● **Listed records**:
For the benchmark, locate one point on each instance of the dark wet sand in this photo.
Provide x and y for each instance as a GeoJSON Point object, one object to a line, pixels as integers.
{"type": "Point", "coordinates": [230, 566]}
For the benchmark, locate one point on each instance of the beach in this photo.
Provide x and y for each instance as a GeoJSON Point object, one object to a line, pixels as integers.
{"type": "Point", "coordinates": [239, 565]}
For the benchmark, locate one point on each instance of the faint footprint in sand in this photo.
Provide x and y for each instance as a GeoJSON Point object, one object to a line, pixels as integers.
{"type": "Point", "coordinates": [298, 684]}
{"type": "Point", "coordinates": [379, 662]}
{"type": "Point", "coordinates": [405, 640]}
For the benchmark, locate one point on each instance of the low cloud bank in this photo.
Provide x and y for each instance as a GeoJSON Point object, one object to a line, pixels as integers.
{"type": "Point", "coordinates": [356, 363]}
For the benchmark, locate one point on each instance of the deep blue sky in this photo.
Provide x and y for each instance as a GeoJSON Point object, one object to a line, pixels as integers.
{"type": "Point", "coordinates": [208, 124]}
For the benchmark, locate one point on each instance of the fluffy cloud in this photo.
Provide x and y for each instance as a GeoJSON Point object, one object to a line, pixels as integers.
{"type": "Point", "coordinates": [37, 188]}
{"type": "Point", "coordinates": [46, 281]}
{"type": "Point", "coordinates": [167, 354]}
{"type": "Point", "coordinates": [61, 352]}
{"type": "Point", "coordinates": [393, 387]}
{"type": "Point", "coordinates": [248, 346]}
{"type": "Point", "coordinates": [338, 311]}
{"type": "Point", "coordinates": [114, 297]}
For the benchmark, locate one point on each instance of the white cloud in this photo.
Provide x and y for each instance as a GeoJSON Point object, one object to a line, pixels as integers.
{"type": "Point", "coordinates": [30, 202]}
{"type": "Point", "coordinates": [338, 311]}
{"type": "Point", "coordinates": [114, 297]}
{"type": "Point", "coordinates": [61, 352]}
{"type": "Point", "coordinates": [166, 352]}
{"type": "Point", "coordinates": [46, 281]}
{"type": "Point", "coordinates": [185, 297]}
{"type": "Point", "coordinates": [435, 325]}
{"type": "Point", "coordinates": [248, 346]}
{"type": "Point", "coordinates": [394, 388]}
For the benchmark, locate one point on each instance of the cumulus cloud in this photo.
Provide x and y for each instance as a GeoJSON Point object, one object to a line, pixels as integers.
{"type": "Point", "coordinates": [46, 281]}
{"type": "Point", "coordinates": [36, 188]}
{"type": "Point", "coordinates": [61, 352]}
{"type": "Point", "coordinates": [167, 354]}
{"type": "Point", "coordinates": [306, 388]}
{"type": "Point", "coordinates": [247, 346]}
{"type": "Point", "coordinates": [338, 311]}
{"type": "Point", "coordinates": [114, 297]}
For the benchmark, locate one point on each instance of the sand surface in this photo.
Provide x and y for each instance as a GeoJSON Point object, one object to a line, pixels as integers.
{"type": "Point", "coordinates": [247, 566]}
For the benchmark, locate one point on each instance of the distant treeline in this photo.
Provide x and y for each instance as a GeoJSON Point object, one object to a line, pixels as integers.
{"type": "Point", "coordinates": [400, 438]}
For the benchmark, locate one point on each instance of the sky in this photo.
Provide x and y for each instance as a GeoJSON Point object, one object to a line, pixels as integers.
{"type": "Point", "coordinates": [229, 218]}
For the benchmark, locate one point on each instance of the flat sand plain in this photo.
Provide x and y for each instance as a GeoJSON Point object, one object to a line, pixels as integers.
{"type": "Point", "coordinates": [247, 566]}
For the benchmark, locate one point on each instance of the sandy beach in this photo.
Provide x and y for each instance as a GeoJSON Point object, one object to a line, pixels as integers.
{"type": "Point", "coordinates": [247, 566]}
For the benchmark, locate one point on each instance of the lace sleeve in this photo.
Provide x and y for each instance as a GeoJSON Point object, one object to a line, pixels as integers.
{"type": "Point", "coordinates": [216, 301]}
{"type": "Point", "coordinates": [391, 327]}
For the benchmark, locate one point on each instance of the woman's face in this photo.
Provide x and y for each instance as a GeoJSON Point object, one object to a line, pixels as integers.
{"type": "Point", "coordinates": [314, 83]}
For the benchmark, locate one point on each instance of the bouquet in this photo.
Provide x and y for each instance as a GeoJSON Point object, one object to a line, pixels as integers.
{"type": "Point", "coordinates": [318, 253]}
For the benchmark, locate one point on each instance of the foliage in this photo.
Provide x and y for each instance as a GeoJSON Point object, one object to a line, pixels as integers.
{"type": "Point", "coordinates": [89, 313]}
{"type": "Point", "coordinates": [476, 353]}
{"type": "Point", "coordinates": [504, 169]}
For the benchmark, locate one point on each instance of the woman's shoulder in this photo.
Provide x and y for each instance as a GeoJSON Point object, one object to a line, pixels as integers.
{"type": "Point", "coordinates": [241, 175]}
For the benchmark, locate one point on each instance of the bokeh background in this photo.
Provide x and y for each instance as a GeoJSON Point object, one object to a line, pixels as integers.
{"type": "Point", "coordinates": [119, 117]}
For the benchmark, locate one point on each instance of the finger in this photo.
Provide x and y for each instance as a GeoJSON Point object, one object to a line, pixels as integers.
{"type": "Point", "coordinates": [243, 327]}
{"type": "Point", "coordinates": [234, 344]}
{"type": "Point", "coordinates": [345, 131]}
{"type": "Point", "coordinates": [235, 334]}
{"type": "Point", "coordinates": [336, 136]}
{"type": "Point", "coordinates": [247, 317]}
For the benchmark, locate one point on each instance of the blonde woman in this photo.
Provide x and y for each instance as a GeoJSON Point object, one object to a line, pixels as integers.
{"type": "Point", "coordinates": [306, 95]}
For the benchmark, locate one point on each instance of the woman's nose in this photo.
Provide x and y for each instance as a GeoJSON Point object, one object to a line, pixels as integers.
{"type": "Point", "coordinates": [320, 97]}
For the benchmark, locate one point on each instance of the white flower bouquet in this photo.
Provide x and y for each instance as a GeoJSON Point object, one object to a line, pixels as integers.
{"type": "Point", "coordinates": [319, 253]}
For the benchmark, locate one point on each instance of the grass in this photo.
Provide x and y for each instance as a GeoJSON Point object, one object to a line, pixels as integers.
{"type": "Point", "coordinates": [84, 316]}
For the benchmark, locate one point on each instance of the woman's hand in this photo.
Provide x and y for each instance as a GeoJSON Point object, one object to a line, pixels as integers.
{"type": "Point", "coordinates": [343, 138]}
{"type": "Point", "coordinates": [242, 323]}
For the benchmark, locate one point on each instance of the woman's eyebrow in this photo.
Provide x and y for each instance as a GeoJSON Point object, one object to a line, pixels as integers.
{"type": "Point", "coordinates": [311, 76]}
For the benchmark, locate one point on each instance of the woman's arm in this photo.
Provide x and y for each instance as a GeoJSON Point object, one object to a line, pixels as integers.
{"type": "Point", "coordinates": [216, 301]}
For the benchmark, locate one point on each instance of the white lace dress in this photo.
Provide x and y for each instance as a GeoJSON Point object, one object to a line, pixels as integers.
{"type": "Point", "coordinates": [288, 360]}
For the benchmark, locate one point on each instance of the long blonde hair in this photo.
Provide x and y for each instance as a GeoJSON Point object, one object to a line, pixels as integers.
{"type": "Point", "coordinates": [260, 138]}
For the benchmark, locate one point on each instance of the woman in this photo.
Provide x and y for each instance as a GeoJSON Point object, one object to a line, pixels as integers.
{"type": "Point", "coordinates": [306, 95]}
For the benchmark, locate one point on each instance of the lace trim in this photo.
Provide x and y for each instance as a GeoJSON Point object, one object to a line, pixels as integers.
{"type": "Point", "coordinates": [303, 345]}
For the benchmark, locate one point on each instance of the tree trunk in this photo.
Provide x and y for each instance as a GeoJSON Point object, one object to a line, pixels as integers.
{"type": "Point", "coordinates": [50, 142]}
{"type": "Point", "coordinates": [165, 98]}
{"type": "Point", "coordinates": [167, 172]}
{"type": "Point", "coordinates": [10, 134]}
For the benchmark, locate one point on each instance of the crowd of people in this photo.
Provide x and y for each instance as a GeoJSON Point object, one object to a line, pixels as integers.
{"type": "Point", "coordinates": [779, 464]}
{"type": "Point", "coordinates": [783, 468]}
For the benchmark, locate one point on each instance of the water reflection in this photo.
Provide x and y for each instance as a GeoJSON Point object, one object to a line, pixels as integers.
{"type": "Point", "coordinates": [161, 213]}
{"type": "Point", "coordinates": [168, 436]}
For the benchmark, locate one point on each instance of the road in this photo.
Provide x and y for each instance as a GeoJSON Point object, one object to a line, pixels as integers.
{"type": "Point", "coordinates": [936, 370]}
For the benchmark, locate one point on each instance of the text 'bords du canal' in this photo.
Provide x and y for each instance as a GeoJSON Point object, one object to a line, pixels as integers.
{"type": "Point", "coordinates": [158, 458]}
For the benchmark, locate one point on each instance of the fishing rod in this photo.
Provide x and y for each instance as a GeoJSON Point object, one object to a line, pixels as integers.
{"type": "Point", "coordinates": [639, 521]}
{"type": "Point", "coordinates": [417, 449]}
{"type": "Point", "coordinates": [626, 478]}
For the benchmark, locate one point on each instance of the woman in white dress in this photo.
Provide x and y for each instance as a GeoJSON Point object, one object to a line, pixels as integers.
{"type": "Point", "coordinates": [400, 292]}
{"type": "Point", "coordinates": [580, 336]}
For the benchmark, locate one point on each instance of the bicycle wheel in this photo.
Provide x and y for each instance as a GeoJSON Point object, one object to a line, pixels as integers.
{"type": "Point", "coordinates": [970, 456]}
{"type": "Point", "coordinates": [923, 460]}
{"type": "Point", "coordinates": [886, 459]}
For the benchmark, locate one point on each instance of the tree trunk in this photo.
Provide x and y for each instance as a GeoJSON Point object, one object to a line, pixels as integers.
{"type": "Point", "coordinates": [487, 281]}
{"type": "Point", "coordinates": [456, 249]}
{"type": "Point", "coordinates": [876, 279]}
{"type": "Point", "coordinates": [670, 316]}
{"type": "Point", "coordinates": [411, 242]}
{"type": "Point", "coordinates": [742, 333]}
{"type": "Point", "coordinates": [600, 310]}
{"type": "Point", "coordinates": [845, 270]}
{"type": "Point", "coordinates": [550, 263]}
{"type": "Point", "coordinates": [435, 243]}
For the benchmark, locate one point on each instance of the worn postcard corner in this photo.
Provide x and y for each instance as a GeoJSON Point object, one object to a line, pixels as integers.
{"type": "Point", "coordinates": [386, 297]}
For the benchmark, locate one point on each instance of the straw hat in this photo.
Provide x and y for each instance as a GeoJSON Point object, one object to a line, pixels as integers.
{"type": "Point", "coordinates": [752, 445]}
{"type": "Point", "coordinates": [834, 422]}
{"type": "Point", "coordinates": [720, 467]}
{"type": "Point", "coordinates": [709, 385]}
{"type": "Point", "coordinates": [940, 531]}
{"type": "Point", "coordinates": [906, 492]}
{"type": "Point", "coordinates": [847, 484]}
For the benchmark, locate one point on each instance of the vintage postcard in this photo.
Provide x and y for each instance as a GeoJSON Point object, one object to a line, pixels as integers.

● **Task statement**: Set out exactly the run of lines that begins at the line holding "corner in this photo." and ends at the last line of the data.

● **Result of the exercise**:
For the benchmark, locate one point on each instance of the worn postcard corner in this photo.
Provide x and y for each instance as a GeoJSON Point object, one object to a line, pixels as integers.
{"type": "Point", "coordinates": [386, 297]}
For the benchmark, locate one point on each instance of the straw hat in this photo.
Provide x and y for each instance as a GeoJSON Point object, one object to a line, pixels as integers.
{"type": "Point", "coordinates": [752, 445]}
{"type": "Point", "coordinates": [834, 422]}
{"type": "Point", "coordinates": [720, 467]}
{"type": "Point", "coordinates": [709, 385]}
{"type": "Point", "coordinates": [940, 531]}
{"type": "Point", "coordinates": [906, 492]}
{"type": "Point", "coordinates": [847, 484]}
For the benchmark, locate one point on each instance of the vintage postcard in this photo.
Provide x and y for each instance as a GeoJSON Point object, one object to a line, pixels as integers.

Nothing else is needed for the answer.